▶ DATASET ROWS
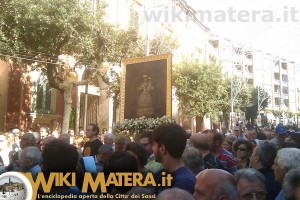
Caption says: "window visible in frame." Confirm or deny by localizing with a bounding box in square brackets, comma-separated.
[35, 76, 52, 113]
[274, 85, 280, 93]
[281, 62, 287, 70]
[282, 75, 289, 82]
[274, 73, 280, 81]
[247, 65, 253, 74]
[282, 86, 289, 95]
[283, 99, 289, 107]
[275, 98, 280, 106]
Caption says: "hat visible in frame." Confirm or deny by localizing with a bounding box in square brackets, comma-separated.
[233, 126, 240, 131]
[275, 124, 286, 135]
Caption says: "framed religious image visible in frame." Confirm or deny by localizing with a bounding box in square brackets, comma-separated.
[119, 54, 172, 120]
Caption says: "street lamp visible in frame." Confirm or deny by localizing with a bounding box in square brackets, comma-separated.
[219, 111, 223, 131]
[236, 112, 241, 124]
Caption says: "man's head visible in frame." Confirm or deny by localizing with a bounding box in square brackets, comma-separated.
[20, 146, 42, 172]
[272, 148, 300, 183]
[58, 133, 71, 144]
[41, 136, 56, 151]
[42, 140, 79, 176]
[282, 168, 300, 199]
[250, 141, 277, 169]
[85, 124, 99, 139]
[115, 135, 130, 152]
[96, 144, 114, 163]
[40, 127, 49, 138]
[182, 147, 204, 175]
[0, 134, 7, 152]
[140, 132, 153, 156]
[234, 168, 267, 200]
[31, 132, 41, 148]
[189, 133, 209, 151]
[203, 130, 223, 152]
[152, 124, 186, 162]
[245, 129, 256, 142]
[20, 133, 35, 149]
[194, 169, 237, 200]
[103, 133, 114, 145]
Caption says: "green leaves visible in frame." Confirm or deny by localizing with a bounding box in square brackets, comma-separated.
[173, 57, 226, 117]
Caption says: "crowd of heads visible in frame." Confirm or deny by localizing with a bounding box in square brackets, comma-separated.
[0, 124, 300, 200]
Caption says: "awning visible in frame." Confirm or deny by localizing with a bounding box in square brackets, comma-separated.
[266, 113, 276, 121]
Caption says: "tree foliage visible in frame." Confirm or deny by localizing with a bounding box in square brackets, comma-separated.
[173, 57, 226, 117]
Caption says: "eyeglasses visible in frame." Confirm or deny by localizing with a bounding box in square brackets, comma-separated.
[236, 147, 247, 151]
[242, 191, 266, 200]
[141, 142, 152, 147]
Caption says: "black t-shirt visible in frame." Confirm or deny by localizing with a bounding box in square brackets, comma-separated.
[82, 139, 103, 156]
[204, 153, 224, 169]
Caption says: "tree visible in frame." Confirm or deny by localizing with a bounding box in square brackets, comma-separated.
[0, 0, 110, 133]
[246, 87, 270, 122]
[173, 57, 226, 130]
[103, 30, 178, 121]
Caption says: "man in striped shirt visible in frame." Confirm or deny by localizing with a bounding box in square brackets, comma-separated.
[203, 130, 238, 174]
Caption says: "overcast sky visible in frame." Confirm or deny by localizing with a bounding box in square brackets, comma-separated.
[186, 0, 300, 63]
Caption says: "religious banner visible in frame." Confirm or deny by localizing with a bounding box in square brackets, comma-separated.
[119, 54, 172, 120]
* * *
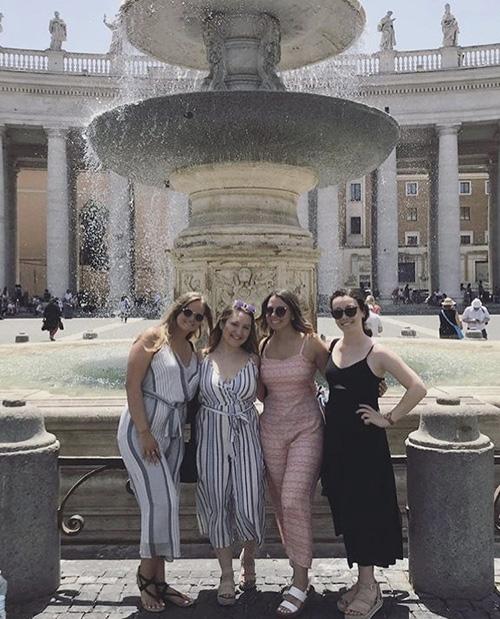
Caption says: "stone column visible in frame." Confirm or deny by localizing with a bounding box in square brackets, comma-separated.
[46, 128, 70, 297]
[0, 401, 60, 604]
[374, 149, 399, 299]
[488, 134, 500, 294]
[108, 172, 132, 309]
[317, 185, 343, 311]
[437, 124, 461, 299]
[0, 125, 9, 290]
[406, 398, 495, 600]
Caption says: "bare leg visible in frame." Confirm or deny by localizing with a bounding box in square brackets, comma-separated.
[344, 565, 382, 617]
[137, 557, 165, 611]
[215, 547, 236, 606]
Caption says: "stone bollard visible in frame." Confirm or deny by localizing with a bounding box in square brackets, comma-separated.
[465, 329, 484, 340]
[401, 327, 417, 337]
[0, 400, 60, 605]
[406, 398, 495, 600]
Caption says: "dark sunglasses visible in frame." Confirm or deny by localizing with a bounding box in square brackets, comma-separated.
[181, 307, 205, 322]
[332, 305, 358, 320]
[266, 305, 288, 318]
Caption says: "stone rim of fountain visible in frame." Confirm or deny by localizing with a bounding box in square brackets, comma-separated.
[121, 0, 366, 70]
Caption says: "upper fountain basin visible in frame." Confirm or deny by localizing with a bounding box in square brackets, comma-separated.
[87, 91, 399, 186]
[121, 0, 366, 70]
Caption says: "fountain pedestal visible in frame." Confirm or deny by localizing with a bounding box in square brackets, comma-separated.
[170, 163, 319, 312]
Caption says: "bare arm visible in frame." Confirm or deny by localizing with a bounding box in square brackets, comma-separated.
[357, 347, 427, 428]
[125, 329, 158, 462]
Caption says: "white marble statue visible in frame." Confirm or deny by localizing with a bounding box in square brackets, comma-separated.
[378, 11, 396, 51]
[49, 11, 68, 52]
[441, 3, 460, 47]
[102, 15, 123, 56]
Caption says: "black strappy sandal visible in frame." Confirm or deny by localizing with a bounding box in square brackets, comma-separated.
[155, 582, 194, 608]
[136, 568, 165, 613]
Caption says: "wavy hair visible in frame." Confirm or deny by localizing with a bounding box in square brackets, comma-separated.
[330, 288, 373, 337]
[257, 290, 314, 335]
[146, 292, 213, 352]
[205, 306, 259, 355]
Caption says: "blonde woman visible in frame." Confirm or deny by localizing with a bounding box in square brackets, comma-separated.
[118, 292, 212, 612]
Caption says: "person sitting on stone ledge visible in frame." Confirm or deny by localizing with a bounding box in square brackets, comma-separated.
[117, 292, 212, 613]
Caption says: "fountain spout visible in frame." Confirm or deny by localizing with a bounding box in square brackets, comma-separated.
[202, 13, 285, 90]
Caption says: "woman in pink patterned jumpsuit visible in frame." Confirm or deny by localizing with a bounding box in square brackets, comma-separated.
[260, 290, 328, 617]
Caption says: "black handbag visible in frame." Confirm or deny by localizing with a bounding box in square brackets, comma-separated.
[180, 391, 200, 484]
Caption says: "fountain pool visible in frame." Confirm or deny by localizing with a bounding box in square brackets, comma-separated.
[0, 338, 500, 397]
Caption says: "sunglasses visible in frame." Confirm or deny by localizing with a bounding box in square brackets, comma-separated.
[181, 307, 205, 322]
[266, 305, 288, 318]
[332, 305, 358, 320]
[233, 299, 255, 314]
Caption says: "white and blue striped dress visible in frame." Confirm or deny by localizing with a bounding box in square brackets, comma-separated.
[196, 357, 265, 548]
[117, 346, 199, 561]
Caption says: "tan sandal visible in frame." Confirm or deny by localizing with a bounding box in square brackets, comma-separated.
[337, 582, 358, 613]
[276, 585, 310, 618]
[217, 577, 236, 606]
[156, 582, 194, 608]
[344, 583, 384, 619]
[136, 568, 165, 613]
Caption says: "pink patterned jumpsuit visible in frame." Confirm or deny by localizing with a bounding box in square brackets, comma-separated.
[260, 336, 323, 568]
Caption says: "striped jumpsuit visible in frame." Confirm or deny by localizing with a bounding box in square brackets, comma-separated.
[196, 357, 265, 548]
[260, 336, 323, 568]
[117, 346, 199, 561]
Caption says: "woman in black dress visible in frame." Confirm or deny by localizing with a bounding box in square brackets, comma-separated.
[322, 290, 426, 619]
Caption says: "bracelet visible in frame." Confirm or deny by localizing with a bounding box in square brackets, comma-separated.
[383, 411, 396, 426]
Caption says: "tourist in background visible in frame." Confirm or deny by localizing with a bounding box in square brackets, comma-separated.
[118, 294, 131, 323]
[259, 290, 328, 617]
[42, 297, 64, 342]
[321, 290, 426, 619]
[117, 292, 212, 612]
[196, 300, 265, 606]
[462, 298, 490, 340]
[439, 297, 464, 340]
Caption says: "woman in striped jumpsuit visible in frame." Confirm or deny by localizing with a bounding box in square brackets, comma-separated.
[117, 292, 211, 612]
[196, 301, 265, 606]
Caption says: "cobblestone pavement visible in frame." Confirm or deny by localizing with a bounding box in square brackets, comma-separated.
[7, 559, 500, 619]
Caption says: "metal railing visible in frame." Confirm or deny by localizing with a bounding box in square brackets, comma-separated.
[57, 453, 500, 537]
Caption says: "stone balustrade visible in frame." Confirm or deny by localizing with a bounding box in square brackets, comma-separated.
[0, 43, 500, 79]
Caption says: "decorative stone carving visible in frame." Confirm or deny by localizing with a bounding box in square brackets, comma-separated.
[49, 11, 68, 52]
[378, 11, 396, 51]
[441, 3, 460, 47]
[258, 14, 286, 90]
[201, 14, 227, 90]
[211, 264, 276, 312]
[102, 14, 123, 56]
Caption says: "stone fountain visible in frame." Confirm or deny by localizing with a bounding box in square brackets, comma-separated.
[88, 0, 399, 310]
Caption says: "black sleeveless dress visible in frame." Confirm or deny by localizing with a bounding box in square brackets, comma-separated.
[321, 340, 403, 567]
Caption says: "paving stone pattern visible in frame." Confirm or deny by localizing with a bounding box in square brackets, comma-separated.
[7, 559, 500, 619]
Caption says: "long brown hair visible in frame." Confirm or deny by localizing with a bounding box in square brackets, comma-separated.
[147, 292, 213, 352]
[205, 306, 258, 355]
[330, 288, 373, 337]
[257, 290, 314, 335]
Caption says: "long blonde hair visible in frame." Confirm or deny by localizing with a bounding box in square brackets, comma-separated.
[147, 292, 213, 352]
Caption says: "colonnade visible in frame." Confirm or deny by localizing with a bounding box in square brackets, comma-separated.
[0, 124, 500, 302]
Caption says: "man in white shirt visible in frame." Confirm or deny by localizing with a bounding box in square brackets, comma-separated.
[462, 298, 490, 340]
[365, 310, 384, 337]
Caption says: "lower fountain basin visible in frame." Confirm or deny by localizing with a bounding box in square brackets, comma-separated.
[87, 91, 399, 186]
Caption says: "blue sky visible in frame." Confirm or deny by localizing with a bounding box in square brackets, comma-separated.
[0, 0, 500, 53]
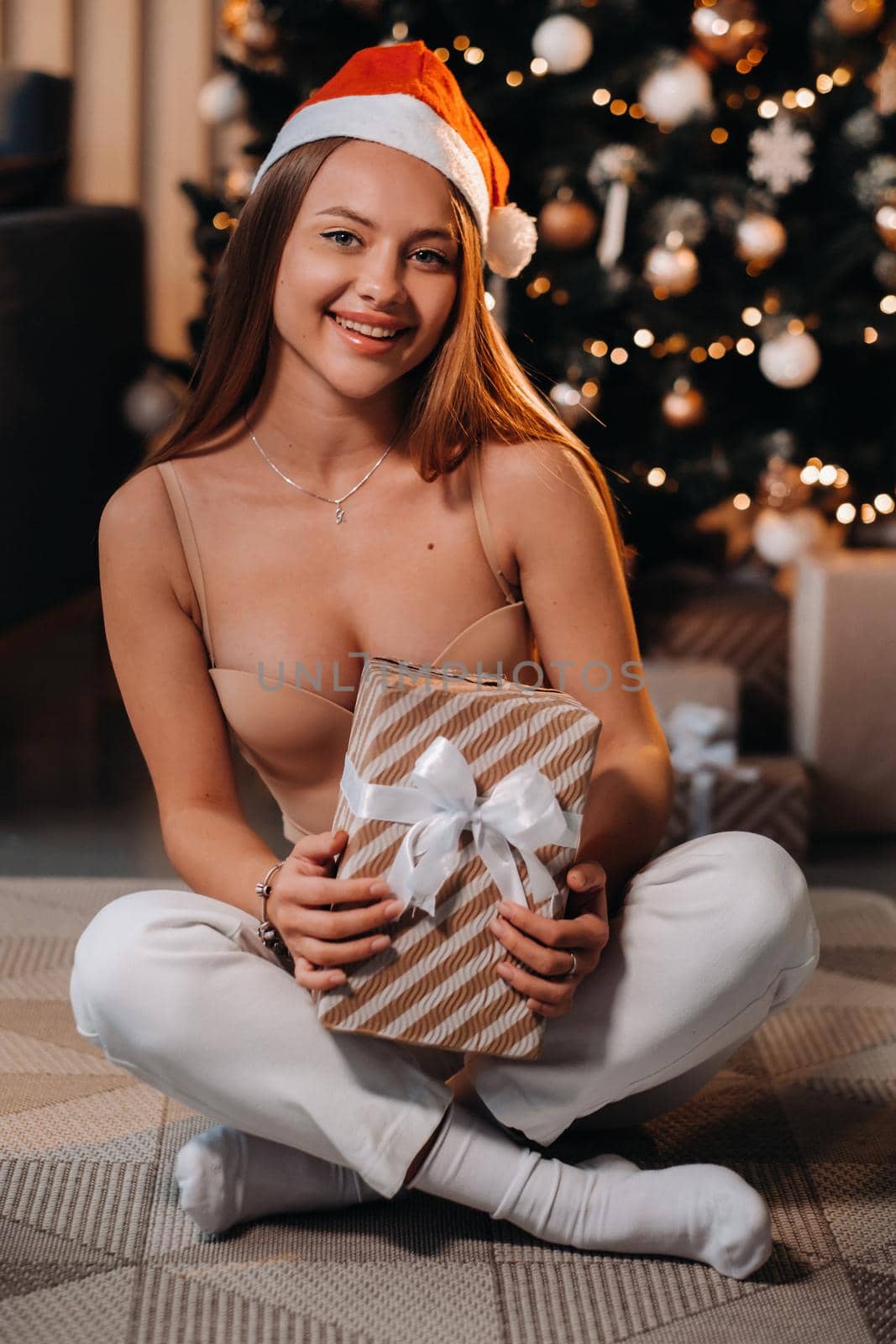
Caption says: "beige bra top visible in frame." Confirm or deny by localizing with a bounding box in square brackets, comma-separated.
...
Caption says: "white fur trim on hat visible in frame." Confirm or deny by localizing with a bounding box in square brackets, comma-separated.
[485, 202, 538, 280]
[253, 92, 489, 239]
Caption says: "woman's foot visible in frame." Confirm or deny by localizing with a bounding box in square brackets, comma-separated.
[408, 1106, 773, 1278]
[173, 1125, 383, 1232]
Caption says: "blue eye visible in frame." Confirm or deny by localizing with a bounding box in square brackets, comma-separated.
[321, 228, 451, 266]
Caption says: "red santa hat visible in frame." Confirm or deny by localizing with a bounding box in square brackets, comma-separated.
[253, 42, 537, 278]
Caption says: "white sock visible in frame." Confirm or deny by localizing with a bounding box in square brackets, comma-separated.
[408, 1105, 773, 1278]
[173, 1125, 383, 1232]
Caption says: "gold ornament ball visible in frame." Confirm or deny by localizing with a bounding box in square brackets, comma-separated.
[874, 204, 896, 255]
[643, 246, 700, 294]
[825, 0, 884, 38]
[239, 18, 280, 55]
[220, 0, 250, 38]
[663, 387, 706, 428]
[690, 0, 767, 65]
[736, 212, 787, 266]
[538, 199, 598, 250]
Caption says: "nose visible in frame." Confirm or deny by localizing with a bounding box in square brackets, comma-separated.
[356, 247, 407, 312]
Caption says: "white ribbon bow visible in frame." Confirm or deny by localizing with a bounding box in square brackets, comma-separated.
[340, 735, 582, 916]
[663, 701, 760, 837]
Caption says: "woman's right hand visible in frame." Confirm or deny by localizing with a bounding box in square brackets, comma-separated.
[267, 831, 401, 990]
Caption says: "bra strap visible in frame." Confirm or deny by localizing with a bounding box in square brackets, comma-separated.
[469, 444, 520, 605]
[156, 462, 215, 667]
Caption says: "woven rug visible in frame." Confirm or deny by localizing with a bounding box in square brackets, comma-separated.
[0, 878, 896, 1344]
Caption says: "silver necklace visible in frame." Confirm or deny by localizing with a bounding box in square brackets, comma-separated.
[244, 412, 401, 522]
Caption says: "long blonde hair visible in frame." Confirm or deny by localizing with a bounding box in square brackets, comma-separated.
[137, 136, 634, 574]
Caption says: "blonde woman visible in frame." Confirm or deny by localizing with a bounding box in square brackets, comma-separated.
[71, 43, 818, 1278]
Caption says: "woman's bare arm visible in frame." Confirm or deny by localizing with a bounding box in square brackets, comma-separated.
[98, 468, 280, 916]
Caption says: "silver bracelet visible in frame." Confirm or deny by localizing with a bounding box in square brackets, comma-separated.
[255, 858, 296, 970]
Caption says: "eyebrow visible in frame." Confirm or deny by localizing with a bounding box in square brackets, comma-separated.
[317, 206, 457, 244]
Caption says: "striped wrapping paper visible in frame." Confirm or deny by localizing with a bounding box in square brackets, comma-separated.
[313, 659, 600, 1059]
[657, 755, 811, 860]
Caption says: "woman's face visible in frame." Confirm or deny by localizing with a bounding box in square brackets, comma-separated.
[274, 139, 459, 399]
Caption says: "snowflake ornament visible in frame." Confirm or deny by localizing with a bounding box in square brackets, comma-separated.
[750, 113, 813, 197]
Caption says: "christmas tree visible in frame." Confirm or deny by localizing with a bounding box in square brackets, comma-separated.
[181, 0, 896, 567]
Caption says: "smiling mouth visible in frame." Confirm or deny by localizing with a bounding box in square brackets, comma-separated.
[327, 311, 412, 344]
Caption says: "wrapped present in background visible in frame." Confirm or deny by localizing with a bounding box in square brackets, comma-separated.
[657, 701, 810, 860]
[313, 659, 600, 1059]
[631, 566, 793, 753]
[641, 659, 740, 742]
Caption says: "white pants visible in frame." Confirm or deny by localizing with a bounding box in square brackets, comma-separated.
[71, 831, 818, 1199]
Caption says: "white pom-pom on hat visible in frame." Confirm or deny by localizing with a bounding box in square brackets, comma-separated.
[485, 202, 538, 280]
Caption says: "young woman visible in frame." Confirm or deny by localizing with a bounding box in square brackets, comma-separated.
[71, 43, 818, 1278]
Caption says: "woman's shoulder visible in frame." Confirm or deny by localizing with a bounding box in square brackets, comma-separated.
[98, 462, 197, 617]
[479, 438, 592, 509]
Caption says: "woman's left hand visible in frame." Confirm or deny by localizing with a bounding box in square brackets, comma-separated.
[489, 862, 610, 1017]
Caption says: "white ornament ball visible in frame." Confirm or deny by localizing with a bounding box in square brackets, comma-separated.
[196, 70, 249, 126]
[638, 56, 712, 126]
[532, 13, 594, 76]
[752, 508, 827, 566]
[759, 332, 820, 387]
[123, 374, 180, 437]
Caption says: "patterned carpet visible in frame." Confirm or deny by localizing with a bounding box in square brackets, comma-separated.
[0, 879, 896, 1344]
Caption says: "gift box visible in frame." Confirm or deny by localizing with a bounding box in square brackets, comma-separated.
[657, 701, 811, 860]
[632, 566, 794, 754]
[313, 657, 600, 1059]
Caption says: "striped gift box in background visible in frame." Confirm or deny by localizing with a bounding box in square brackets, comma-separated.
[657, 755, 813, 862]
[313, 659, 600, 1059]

▶ DO THIS
Rewrite the part that opens with the line containing "pedestal visible in" and closes with the line containing "[170, 163, 319, 312]", changing "fountain" to "marble" and keeping everything else the same.

▶ RESPONSE
Caption says: "marble pedestal visible in frame." Confirm or deny by localizing with a bounding box in square brackets, comma-separated.
[170, 163, 319, 312]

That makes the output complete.